- _Exercise tasks_
(1) Translate this sentence from the text on Germans in Milwaukee into German: "Most German immigrants came to Wisconsin in search of inexpensive farmland."
(2) Using the text on Germans in Milwaukee, answer these questions:
(a) Starting in what period did German immigrants strongly influence Milwaukee?
(b) What name was given to the revolutionary and radical Germans who turned their attention to the United States?
(c) What hope had failed after 1848?
(3) Transcribe the passage of the text on Germans in Milwaukee that begins at the words "Germans in Milwaukee" and stops after "the United States.".

Germans in Milwaukee are German Americans and their descendants who settled in Milwaukee, Wisconsin. German immigrants had strongly influenced Milwaukee starting in the mid-19th century, and the Milwaukee metropolitan area retains many of their institutions and celebrations.

==History==
Most German immigrants came to Wisconsin in search of inexpensive farmland. However, immigration began to change in character and size in the late 1840s and early 1850s, due to the 1848 revolutionary movements in Europe. After 1848, hopes for a united Germany had failed, and revolutionary and radical Germans, known as the "Forty-Eighters", turned their attention to the United States.

- _Dataset content_

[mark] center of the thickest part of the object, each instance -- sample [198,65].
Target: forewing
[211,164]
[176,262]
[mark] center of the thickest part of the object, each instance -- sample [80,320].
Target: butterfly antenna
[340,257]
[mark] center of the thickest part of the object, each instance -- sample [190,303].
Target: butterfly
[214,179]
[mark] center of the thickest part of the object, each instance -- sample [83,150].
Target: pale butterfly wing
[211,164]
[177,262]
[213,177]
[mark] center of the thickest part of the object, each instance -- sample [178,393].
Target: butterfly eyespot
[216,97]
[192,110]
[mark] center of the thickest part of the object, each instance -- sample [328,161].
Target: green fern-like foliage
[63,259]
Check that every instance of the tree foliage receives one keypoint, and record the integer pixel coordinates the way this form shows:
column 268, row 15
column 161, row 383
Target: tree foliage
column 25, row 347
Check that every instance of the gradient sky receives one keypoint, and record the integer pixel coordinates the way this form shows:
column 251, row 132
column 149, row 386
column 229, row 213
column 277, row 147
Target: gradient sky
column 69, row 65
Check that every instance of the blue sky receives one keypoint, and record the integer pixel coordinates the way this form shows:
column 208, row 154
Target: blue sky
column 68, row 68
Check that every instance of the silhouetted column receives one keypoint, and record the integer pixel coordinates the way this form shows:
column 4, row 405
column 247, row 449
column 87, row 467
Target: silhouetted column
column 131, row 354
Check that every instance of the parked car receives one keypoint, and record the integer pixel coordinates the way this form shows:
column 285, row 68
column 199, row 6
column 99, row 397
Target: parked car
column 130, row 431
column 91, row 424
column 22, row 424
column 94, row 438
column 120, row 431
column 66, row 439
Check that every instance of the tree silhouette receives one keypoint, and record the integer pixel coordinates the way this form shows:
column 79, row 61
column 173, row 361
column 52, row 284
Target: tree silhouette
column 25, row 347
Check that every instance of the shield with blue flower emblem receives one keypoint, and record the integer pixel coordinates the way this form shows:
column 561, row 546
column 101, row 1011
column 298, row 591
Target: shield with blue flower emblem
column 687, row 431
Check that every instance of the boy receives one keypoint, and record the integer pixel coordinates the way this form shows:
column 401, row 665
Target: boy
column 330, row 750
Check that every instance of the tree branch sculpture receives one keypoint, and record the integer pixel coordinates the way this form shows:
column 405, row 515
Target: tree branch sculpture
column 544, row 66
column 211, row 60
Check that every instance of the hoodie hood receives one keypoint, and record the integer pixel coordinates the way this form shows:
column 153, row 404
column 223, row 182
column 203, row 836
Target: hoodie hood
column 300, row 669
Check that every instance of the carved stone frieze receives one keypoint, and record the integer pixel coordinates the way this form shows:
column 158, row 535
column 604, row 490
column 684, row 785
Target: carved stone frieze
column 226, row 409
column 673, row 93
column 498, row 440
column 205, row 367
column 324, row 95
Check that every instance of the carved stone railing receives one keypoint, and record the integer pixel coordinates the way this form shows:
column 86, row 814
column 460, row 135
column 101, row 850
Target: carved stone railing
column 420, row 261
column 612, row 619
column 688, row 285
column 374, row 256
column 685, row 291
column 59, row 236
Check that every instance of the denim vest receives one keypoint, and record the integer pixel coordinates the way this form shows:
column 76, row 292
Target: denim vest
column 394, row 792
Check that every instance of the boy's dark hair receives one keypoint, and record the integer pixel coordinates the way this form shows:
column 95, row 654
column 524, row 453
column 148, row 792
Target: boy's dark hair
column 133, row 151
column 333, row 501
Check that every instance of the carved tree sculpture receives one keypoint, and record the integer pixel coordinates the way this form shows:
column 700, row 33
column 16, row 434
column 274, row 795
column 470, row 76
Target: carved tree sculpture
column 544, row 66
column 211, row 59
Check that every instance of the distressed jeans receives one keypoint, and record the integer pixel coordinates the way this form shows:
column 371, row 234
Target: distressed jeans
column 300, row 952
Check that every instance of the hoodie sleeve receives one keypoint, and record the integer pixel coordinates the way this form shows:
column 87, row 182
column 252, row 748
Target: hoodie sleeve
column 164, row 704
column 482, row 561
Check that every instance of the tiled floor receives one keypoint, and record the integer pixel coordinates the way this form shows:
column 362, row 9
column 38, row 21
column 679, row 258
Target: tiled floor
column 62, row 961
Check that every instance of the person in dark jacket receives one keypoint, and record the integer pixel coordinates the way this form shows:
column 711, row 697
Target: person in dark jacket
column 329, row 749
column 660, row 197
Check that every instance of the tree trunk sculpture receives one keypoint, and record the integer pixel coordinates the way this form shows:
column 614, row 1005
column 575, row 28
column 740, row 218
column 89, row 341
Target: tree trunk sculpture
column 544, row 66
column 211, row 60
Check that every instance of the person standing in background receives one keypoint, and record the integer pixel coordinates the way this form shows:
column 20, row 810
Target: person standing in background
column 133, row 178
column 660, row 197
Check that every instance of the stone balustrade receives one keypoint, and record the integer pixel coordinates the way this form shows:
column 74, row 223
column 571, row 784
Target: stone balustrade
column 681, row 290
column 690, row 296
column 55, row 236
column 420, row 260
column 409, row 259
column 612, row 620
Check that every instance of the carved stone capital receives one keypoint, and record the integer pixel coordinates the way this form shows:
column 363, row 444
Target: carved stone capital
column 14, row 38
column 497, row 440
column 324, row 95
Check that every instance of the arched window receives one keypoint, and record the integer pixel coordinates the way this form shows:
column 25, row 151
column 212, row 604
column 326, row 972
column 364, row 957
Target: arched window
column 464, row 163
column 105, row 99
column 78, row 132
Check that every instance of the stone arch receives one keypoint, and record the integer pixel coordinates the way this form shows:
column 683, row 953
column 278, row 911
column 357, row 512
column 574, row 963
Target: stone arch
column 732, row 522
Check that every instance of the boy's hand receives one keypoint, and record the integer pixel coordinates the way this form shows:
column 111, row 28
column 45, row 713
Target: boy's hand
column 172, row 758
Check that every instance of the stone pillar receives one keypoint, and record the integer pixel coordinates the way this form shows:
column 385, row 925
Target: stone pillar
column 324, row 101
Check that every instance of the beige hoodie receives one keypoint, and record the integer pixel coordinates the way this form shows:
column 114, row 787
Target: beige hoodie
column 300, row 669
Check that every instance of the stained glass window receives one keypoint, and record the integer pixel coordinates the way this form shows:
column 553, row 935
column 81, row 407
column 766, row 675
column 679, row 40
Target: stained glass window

- _Expected outputs_
(1) Die meisten deutschen Einwanderer kamen auf der Suche nach günstigem Ackerland nach Wisconsin.

(2)
(a) The mid-19th century.
(b) The "Forty-Eighters".
(c) The hope for a united Germany.

(3)
Germans in Milwaukee are German Americans and their descendants who settled in Milwaukee, Wisconsin. German immigrants had strongly influenced Milwaukee starting in the mid-19th century, and the Milwaukee metropolitan area retains many of their institutions and celebrations.

==History==
Most German immigrants came to Wisconsin in search of inexpensive farmland. However, immigration began to change in character and size in the late 1840s and early 1850s, due to the 1848 revolutionary movements in Europe. After 1848, hopes for a united Germany had failed, and revolutionary and radical Germans, known as the "Forty-Eighters", turned their attention to the United States.